▸ **SUPPLIED TEXT**:
-- BEGIN --
The Political Compass Test and the Death of Politics

 

Design courtesy of Vivian Zar Ni.

For those who are unfamiliar, the Political Compass Test is an online quiz composed of “policy-oriented” questions which, when answered, place respondents on a two-dimensional framework of political ideology, instead of the traditional left-right paradigm. Designed by historian and journalist Wayne Brittenden, the test, at its conception, was intended to be an introductory tool for those interested in politics. The website to take the Compass Test is almost as old as the internet itself, appearing first in 2001. 

What makes this test particularly interesting as an object of analysis for me is that it has been a relatively innocuous yet persistent accompaniment to my interest in politics. I’ve taken the quiz hundreds of times. As per the political theory geek tradition, I remember having my sense of politics completely startled and transformed after a single piece of media, only to take the quiz with haste and see into which new box it would shove me.

Over time, though, I've come to the realisation that the whole thing is a bit of a meme. It is impossible to place every single political ideology on a two-dimensional plane. However, the problem is not really the number of dimensions, as Brittenden seems to have in mind. Yes, you can turn every single policy issue into a dimension, and still fail at your attempt to be comprehensive. Different political ideologies must be understood not as a response to paradigms set by contemporary politics, but as a way to construct new paradigms and provide alternative approaches to understand political phenomena altogether.
-- END --
▸ **ENTRIES PROVIDED**:
-- BEGIN --
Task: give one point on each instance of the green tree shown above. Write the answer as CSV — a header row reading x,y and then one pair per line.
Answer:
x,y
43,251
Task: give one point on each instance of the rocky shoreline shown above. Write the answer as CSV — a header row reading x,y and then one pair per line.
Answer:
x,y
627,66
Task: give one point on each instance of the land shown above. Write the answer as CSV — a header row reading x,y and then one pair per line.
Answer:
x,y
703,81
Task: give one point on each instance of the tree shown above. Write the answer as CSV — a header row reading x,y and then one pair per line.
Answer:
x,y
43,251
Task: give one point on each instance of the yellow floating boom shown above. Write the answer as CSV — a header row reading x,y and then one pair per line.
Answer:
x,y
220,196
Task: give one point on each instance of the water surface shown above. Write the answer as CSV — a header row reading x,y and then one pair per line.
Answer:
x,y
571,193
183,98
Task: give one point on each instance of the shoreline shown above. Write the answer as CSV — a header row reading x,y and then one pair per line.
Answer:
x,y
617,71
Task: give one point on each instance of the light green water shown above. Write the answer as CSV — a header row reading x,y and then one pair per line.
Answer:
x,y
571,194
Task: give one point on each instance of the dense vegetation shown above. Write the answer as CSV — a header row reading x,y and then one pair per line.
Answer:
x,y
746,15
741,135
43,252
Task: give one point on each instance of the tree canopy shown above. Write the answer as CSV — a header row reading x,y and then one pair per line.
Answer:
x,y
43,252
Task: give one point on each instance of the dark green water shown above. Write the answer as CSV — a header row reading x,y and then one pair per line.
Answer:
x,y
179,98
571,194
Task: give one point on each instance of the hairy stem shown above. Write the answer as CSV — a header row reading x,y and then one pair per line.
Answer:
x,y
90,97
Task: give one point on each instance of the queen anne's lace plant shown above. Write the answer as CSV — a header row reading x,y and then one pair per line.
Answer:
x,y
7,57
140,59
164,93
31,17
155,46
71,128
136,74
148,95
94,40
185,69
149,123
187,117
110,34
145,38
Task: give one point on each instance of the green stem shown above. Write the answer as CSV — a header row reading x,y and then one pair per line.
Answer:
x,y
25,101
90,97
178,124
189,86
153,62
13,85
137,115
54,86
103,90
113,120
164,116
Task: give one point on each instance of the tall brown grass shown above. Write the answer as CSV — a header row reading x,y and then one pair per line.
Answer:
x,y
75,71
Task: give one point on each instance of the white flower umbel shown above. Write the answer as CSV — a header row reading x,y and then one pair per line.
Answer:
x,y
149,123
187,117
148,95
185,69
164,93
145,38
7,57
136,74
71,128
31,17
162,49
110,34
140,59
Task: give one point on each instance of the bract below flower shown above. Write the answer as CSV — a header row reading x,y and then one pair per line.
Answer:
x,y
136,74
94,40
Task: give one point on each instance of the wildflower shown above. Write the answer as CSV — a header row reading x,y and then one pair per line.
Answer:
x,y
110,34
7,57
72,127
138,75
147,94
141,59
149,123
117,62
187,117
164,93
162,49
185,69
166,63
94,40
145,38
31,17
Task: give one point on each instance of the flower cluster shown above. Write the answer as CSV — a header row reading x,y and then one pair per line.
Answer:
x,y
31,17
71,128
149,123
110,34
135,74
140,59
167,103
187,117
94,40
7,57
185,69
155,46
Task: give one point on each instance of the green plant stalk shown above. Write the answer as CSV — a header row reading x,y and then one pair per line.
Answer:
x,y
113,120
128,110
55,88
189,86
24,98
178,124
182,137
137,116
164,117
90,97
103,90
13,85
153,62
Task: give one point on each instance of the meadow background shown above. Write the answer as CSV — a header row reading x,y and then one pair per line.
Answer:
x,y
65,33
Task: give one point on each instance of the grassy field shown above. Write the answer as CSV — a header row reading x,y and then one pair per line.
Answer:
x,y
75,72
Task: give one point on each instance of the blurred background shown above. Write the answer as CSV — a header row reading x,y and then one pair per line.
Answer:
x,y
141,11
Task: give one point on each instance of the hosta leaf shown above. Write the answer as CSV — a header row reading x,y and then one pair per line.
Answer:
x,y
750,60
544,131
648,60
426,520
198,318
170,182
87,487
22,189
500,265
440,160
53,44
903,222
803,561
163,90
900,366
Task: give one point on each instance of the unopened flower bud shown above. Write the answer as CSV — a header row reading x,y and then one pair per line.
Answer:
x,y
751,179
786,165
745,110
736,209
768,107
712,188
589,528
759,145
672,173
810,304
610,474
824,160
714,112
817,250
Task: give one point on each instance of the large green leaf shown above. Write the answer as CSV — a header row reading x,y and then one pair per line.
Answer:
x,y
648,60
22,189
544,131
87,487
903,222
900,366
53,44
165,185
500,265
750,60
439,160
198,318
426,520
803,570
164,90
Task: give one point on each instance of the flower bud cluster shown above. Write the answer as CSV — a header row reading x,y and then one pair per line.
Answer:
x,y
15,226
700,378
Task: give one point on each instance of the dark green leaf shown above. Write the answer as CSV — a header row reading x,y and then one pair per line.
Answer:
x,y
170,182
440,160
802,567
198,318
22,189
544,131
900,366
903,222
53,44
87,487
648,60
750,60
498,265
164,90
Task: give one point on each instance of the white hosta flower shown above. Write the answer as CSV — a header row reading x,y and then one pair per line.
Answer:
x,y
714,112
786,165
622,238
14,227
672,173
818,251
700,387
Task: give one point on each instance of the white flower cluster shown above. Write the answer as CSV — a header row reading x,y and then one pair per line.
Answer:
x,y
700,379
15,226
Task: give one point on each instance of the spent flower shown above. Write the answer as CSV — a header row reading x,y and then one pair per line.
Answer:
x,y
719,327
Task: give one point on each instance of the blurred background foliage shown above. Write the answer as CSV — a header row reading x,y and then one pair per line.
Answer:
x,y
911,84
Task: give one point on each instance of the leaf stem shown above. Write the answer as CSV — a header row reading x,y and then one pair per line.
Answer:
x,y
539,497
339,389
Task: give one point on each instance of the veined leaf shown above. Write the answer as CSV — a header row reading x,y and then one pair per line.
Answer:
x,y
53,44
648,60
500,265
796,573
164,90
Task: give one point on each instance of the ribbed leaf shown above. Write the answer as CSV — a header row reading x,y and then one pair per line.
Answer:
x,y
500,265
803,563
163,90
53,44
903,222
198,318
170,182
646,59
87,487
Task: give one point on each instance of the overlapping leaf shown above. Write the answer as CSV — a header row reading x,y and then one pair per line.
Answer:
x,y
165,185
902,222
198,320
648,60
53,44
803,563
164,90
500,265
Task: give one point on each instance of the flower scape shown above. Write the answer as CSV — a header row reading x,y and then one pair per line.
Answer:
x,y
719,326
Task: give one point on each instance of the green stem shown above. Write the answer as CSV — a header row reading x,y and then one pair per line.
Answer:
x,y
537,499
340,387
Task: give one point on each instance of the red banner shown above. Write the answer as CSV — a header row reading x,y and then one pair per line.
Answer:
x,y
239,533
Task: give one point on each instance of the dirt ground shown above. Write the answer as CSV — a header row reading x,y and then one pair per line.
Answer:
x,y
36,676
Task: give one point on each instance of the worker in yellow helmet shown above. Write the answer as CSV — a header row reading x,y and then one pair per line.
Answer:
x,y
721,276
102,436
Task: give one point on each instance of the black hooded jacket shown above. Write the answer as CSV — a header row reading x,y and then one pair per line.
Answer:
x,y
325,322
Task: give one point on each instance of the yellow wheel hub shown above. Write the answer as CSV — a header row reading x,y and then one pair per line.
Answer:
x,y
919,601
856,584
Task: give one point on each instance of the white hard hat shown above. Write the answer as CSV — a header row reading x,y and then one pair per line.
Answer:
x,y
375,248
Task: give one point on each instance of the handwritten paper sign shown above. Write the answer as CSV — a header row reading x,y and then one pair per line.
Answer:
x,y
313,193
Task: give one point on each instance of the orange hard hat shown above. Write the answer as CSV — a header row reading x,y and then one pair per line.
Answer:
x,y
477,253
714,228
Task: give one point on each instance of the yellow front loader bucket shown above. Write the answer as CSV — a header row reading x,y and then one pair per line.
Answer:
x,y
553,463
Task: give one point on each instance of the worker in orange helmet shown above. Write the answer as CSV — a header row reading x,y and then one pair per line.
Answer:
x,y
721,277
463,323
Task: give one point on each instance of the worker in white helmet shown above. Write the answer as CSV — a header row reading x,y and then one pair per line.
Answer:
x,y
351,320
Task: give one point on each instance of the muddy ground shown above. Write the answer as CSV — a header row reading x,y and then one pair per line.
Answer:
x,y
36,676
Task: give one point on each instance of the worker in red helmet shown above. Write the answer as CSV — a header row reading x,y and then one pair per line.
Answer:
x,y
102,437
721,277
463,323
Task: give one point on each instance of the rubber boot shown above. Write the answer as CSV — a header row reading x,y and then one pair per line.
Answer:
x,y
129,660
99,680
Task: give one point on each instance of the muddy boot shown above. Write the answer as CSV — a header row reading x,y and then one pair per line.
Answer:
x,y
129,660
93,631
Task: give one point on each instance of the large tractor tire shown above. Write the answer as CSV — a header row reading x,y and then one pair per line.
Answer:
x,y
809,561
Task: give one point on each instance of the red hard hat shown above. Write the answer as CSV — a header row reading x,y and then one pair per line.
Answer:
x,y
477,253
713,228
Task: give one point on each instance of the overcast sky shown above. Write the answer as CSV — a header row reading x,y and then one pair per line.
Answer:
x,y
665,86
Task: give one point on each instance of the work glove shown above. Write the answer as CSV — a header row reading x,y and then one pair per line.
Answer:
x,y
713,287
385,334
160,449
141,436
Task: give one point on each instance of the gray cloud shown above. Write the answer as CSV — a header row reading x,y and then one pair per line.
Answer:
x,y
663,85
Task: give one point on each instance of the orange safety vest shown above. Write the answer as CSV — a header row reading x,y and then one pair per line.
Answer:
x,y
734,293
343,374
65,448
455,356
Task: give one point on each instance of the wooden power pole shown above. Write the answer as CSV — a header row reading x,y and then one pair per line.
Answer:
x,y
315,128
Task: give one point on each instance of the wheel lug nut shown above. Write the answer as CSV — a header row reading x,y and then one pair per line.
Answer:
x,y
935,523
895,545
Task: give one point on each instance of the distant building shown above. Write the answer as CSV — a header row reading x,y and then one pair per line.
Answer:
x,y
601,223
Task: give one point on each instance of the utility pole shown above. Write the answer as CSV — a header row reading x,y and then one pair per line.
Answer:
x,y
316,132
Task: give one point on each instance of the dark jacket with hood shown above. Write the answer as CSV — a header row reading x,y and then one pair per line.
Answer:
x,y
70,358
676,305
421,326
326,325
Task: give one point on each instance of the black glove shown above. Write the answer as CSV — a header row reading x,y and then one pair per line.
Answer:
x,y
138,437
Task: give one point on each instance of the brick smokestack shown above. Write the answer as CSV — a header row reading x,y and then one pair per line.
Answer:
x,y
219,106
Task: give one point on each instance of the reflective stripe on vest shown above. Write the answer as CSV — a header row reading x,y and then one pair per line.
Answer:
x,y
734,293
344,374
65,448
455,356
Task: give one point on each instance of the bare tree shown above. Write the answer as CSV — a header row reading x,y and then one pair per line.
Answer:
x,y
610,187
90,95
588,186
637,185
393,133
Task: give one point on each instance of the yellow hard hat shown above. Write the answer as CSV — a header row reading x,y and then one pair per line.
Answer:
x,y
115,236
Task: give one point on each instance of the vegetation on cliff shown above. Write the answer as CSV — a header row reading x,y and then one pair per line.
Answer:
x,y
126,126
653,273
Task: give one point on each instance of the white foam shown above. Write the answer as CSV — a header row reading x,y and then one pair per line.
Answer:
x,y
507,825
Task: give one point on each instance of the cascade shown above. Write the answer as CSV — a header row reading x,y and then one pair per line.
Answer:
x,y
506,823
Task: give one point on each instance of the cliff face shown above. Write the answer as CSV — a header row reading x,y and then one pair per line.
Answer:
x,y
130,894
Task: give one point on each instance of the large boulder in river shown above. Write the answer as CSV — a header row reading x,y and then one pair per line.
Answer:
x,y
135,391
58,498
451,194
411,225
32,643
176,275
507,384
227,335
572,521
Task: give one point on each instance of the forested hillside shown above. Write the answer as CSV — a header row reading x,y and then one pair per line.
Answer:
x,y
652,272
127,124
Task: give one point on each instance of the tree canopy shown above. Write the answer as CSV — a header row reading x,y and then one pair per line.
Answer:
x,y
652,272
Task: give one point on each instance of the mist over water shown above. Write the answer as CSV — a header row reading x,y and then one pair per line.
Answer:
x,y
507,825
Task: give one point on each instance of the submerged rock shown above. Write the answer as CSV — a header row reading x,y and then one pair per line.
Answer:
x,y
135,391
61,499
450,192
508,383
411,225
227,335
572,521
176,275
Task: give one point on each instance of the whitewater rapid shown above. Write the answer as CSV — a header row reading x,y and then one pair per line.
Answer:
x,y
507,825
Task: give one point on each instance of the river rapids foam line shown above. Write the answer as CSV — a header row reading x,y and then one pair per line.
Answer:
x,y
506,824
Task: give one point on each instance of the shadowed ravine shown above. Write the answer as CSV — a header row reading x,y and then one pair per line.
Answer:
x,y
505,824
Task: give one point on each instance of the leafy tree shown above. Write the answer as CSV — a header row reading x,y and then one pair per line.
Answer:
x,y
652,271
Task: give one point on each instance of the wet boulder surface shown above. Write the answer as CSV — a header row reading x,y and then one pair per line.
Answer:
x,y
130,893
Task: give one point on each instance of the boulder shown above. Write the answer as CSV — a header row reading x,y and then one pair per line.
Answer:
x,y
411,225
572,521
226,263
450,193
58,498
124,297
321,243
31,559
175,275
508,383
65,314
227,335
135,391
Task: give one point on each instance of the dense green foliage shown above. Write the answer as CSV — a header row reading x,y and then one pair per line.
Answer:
-- END --
▸ **GIVEN INSTRUCTION 1**: Please explain, in one to three sentences, why the author of the Political Compass Test essay finds the test an interesting object of analysis.
▸ **GIVEN INSTRUCTION 2**: Write out the passage of the Political Compass Test essay starting at "The Political Compass Test and" and ending at "first in 2001.".

▸ **COMPLETE OUTPUT 1**: The author finds the test interesting because it has been a relatively innocuous yet persistent accompaniment to their interest in politics. They have taken the quiz hundreds of times, often right after a single piece of media transformed their sense of politics.

▸ **COMPLETE OUTPUT 2**:
The Political Compass Test and the Death of Politics

 

Design courtesy of Vivian Zar Ni.

For those who are unfamiliar, the Political Compass Test is an online quiz composed of “policy-oriented” questions which, when answered, place respondents on a two-dimensional framework of political ideology, instead of the traditional left-right paradigm. Designed by historian and journalist Wayne Brittenden, the test, at its conception, was intended to be an introductory tool for those interested in politics. The website to take the Compass Test is almost as old as the internet itself, appearing first in 2001.